# Exercise prompt
A faithful transcription of all the data is required.

# Data entries
——

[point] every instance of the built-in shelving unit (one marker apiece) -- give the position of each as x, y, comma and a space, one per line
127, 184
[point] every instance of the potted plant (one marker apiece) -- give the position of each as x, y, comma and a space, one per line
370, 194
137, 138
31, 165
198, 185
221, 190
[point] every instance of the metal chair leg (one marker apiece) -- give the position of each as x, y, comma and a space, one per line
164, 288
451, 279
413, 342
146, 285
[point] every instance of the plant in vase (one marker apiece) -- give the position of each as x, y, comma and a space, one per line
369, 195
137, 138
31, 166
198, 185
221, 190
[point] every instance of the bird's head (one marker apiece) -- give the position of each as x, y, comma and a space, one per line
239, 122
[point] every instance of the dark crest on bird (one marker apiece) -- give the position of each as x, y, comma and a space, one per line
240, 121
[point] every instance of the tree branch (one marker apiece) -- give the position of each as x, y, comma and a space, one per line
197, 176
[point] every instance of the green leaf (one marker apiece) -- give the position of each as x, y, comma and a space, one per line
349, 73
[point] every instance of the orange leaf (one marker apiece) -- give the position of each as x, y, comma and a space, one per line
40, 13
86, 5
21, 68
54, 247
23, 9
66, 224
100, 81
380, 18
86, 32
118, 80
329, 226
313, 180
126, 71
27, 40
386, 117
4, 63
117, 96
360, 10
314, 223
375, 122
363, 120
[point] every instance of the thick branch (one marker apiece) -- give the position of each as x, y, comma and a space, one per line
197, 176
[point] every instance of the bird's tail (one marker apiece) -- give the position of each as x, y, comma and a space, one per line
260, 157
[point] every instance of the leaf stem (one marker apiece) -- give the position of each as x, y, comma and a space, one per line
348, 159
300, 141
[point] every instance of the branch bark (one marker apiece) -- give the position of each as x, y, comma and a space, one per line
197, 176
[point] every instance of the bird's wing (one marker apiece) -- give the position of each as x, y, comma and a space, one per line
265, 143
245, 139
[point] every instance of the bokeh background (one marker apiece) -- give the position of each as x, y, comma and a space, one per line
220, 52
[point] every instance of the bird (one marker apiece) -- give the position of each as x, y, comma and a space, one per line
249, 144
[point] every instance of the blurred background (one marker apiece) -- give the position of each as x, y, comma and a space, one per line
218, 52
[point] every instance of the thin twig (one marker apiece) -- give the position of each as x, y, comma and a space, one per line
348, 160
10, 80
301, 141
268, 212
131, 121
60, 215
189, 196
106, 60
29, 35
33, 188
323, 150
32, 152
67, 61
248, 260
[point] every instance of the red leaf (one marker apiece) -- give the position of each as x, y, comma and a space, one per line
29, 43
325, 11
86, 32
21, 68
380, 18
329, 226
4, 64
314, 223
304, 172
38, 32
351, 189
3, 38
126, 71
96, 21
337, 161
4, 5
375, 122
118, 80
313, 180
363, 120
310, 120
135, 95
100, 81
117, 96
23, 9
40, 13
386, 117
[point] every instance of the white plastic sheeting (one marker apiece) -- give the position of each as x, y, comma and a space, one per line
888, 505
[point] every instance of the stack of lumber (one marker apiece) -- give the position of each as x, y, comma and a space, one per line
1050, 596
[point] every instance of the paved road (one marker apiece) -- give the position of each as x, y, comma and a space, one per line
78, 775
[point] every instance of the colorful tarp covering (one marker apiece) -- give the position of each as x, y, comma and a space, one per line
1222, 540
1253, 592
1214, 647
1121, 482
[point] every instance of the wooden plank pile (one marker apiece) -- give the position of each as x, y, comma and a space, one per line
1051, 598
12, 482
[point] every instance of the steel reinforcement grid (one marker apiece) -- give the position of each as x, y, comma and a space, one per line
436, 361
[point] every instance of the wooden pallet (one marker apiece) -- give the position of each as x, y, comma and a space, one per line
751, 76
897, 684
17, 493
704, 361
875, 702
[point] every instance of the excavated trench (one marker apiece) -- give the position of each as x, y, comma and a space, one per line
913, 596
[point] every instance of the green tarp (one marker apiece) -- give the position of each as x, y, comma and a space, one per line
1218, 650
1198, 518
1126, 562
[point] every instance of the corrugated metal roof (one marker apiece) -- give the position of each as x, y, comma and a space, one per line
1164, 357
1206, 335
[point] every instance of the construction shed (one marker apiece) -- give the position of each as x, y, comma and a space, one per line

——

# Output
[point] every instance of the built-in shelving unit (one marker apiece) -- give the position of each as x, y, comma and a space, one per line
127, 184
[point] every instance of the potted plant (one marker apiece) -- give the position of each as x, y, comma and a space, one per line
370, 194
137, 138
31, 165
198, 185
221, 190
[point] every instance of the metal chair leg (one marker apiece) -- give the position of each as x, y, comma and a space, one per line
164, 288
451, 279
413, 342
146, 285
[point] every instance of the plant in vase (one marker apiece) -- give the position of each as x, y, comma and a space, one per line
369, 195
137, 138
31, 166
198, 185
221, 190
[point] every instance of the bird's head (one marker apiece) -- give the position of each as x, y, comma and a space, one per line
239, 122
[point] every instance of the dark crest on bird (one marker apiece) -- give the position of each as x, y, comma and a space, one per line
240, 121
[point] every instance of the tree branch (one marker apiece) -- give the position of each as x, y, comma and a space, one per line
197, 176
[point] every instance of the green leaf (one marker apiece) -- give the position of each as x, y, comma and a space, one per line
349, 73
[point] every instance of the orange leaf (one marker apiece) -- give the position of each as x, y, comma and a space, one per line
40, 13
86, 5
21, 68
54, 247
23, 9
66, 224
100, 81
380, 18
86, 32
118, 80
329, 226
313, 180
126, 71
27, 40
386, 117
4, 63
117, 96
360, 10
314, 223
375, 122
363, 120
[point] every instance of the thick branch (one marker apiece) -- give the position of each as x, y, comma and a space, one per line
197, 176
[point] every instance of the bird's tail (one marker apiece) -- give the position of each as x, y, comma and a space, one per line
260, 157
[point] every instance of the leaf stem (one marker apiece) -- give the position of each as x, y, comma and a space, one per line
348, 159
300, 141
[point] every instance of the branch bark (one marker apiece) -- give the position of each as x, y, comma and a space, one per line
197, 176
[point] every instance of the bird's wing (one marker apiece) -- give the position of each as x, y, comma and a space, one per line
265, 143
245, 139
[point] every instance of the bokeh background (one marker apiece) -- give the position of each as x, y, comma and a space, one per line
220, 52
[point] every instance of the bird (one marker apiece) -- give the position of each as x, y, comma and a space, one per line
249, 144
[point] every instance of the blurred background (one marker apiece) -- give the position of each as x, y, comma and a space, one per line
218, 52
[point] every instance of the thin twig (one marker apiece) -- give the position of each as x, y, comma and a space, one per line
348, 160
10, 80
301, 141
268, 212
131, 121
60, 215
189, 196
106, 60
29, 35
33, 188
323, 150
32, 152
67, 61
248, 260
[point] every instance of the red leaf (one marker apiece) -- give the position of each as x, y, comma and a space, one per line
29, 43
325, 11
86, 32
21, 68
380, 18
329, 226
4, 64
314, 223
304, 172
38, 32
351, 189
3, 38
126, 71
96, 21
337, 161
4, 5
375, 122
118, 80
313, 180
363, 120
310, 120
135, 95
100, 81
117, 96
23, 9
40, 13
386, 117
[point] every instance of the white plastic sheeting (one marker apiece) -- give the position of each as x, y, comma and a space, one per line
888, 505
[point] every instance of the stack of lumber (one marker apiece) -- give the position of each as x, y, comma and a space, one per line
1050, 596
[point] every instance of the paved road (one marker apiece) -- give the position of each as x, y, comma and a space, one per line
78, 775
[point] every instance of the colorful tarp covering (one marker apiece) -- give the position of each as x, y, comma and a space, one per line
1222, 540
1253, 592
1214, 647
1121, 482
[point] every instance of the wooden plank pile (one marker apiece) -- give the position of each as x, y, comma and a space, one per line
1051, 598
12, 482
[point] every instance of the steel reinforcement grid (one marker apiece) -- give the position of each as x, y, comma and a space, one per line
436, 361
[point] every instance of the wooden pallet (one marker apiece) -- give the position of each as x, y, comma and a space, one per line
751, 76
897, 684
17, 493
704, 361
875, 702
[point] every instance of the excavated trench (one marker apiece) -- give the position of each as x, y, comma and a space, one per line
913, 596
[point] every instance of the green tarp (one marker apiece) -- give the position of each as x, y, comma and a space, one per line
1218, 650
1198, 518
1126, 562
[point] every instance of the corrugated metal roof (one marker apiece) -- give the position of each as x, y, comma and a space, one per line
1164, 357
1206, 335
[point] every instance of the construction shed (one marker apiece) -- give the position of each as x, y, comma and a space, one per line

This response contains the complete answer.